## begin Passage provided

= Hugh Martin (minister, born 1890) =

Hugh Martin CH (7 April 1890 Glasgow – 2 July 1964 East Grinstead) was a British Christian student leader, active in the ecumenical movement, and a publisher whose SCM Press brought out many theological books. A Baptist who was trained for the ministry and who edited their 1962 Hymn Book, he was deeply involved in the ecumenical movement, working for Christian student bodies, the British Council of Churches, and to promote reconstruction in Europe following World War II. He was appointed a Member of the Order of the Companions of Honour in 1955.

==Education==
He was born in 1890, son of a Baptist minister. He studied at Glasgow Academy and the Royal Technical College, Glasgow. At the University of Glasgow, he won the Henderson biblical prize in 1913. He then studied theology at Baptist Theological College of Scotland, where he was awarded the Baptist Union scholarship for the highest marks.

==Career==
He seemed set for a career in the Baptist ministry, being placed on the probationary list of ministers in 1914, and the main list in 1920. However, he chose to work with students, and in 1914 became assistant secretary of the Student Christian Movement, in charge of the organisation's publications. He was treasurer of the World Student Christian Federation from 1928 to 1935.

In 1929 he founded SCM Press as a separate company, based on the existing publications department of the Student Christian Movement. In 1937 they founded the Religious Book Club which soon had 18,000 members. Following a break due to the war, he became managing director of SCM Press in 1943.

## end Passage provided
## begin Given entries

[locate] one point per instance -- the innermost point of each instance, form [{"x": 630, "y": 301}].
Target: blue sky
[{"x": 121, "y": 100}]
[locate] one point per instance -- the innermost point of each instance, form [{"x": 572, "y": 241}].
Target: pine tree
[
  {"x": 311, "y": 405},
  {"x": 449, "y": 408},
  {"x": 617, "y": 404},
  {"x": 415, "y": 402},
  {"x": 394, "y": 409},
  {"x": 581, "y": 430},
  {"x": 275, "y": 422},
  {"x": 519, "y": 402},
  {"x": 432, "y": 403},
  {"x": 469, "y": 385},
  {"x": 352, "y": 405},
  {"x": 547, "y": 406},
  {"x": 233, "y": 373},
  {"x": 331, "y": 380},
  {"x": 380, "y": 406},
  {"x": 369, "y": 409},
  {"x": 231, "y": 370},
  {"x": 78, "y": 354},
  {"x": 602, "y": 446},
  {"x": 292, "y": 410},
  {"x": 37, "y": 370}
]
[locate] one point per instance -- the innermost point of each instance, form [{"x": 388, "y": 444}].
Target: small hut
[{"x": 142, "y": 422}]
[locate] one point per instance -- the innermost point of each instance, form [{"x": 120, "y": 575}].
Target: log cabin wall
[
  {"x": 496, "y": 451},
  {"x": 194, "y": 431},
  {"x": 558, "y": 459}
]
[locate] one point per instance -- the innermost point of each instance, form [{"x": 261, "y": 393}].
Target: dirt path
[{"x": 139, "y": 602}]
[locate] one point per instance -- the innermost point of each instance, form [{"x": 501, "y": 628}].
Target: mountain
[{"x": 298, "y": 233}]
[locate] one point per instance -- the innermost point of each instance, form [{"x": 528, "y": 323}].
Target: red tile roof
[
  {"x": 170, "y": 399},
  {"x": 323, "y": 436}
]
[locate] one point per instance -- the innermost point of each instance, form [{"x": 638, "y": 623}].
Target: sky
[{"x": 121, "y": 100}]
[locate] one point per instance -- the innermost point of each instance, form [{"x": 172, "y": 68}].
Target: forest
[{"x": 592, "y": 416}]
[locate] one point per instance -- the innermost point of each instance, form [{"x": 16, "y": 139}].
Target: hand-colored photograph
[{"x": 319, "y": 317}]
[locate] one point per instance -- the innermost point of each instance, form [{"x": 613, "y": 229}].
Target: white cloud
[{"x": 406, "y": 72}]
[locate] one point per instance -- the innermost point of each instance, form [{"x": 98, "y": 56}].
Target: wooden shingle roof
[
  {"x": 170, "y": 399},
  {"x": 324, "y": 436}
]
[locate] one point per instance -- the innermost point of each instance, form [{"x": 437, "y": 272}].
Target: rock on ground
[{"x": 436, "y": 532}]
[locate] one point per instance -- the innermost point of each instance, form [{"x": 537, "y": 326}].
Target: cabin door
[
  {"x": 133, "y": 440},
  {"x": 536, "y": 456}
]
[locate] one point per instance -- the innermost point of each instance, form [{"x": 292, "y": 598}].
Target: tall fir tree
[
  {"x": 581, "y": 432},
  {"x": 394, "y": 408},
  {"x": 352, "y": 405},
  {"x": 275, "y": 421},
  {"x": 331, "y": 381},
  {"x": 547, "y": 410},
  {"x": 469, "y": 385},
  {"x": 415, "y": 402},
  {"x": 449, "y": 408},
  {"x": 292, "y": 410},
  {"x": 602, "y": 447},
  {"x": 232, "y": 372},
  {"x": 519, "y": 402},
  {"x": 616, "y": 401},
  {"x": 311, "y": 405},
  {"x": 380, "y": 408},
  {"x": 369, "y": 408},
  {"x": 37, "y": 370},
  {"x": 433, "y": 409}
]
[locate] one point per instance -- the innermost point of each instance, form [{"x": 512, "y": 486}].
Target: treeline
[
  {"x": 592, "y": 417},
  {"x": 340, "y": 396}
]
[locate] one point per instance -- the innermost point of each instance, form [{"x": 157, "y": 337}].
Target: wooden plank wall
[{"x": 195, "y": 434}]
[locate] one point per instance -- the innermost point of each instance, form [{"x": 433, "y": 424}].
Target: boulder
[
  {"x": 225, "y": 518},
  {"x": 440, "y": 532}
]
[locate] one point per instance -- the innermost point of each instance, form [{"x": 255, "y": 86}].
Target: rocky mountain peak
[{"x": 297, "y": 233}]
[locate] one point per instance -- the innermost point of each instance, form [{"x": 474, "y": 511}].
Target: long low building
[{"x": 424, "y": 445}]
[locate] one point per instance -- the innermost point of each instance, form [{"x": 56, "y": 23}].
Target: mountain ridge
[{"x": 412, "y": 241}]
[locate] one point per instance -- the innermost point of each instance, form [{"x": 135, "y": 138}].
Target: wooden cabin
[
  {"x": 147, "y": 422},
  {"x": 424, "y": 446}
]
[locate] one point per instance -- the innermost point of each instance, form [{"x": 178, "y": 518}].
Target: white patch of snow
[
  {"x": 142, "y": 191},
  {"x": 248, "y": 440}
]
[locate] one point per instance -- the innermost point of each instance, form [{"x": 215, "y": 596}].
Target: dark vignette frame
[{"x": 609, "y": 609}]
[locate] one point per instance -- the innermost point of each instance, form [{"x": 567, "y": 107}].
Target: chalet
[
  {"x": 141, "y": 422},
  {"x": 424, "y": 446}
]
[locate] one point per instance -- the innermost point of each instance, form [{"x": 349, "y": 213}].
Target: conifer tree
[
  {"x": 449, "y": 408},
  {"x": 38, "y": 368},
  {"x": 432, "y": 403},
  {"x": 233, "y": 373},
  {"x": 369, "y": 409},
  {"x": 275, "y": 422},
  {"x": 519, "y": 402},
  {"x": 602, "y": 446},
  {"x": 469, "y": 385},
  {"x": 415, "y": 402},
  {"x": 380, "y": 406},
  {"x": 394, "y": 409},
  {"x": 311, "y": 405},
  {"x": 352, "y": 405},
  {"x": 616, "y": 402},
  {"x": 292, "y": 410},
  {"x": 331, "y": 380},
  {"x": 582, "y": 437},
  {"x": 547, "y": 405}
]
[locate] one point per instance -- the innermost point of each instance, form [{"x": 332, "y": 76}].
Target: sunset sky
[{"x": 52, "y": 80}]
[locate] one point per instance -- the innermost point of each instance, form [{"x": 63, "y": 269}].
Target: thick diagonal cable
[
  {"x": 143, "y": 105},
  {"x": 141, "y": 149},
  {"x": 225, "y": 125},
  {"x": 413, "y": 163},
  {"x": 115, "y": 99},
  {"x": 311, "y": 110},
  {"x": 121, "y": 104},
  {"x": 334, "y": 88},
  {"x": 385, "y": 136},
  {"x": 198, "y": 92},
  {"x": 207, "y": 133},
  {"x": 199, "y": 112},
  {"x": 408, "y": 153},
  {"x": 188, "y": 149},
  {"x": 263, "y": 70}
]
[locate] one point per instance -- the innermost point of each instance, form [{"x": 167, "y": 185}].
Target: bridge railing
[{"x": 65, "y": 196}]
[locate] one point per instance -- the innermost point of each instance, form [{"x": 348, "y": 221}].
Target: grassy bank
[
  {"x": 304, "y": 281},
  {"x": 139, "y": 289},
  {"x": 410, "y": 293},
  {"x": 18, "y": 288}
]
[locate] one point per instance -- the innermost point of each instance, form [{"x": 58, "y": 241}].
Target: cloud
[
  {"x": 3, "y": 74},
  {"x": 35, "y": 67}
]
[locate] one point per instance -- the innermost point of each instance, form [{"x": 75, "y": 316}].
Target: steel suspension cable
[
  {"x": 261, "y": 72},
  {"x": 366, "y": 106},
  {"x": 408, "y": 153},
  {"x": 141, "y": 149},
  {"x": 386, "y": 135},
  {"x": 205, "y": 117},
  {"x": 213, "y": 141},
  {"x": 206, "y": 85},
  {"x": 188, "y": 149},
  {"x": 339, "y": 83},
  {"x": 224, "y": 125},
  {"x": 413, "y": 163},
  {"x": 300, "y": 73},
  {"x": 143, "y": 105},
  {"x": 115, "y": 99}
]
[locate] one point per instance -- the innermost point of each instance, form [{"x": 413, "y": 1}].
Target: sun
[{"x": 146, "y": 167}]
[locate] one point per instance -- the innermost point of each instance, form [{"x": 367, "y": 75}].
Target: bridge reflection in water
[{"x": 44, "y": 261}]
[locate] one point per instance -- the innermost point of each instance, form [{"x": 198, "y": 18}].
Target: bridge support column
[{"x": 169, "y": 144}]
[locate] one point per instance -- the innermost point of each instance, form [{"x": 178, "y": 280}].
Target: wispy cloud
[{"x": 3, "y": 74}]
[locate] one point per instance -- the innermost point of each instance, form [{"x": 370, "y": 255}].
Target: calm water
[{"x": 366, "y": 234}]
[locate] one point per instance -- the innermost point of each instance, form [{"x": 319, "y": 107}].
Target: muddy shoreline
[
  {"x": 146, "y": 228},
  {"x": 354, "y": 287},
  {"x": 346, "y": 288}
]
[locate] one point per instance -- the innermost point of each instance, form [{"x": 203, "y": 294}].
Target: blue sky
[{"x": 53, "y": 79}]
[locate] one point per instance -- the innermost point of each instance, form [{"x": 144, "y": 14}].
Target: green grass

## end Given entries

● Problems to work on
1. According to the Hugh Martin biography, why was Martin awarded the Baptist Union scholarship?
2. Name every school, college, or university that the Hugh Martin biography says Martin studied at.
3. Carry the Hugh Martin biography forward from its final sentence.
The records have no connection to the Hugh Martin biography.

● The replies
1. He was awarded the Baptist Union scholarship for earning the highest marks while studying theology at the Baptist Theological College of Scotland.

2.
- Glasgow Academy
- Royal Technical College, Glasgow
- University of Glasgow
- Baptist Theological College of Scotland

3.
During World War II he served in the Ministry of Information, in the religious division.

In 1943 he became Free Church leader of the British Council of Churches. Following World War II, he served on the committee of Christian Reconstruction in Europe. He was Moderator of the National Free Church Federal Council.

He edited The Baptist Hymn Book, 1962, published by the Psalms and Trust, having persuaded the Trustees to go for awholly new book rather than a revision, and co-wrote the Baptist Hymn Book Companion (1962).

==Honours==
He became a member of the Order of the Companions of Honour in 1955.

==Works==

=== Books ===

- The Beatitudes
- The Lord's Prayer
- The Parables of the Gospels
- Luke's Portrait of Jesus
- The Atonement
- The Meaning of the Old Testament (1925)

- Christian Counter-Attack: Europe's Churches Against Nazism (1944) (with Douglas Newton, H.M. Waddams and R.R. Williams)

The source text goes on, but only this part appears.